Top of Records shown
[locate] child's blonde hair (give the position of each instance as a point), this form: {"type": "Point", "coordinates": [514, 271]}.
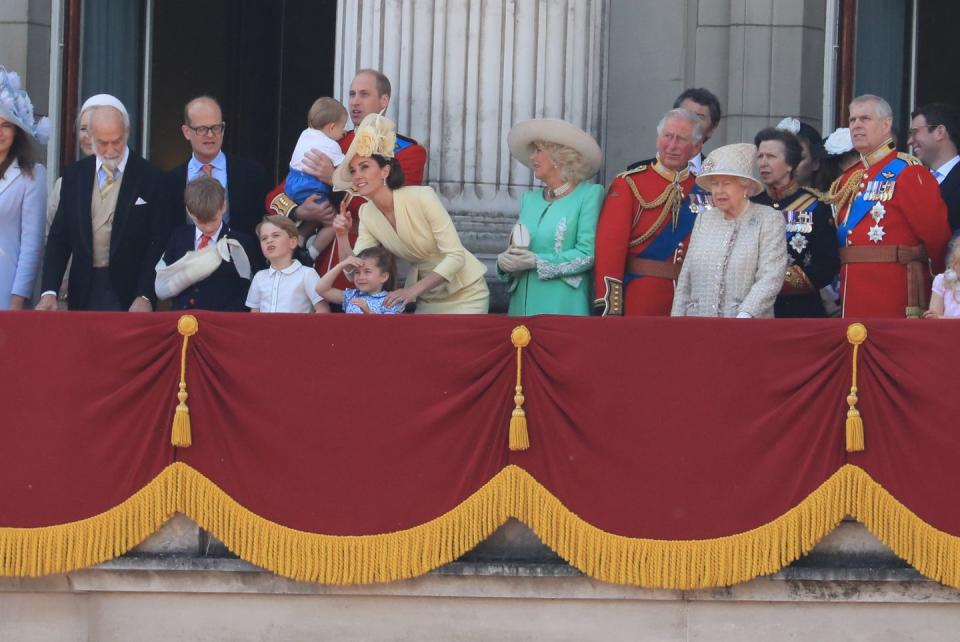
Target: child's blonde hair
{"type": "Point", "coordinates": [952, 272]}
{"type": "Point", "coordinates": [324, 111]}
{"type": "Point", "coordinates": [384, 262]}
{"type": "Point", "coordinates": [282, 222]}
Bottom of Records shown
Set all of the records down once more, letter for letter, with the images removed.

[locate] child's blonde hair (give the position of each instance as a point), this form: {"type": "Point", "coordinates": [514, 271]}.
Target: child's blonde hair
{"type": "Point", "coordinates": [952, 272]}
{"type": "Point", "coordinates": [324, 111]}
{"type": "Point", "coordinates": [384, 262]}
{"type": "Point", "coordinates": [282, 222]}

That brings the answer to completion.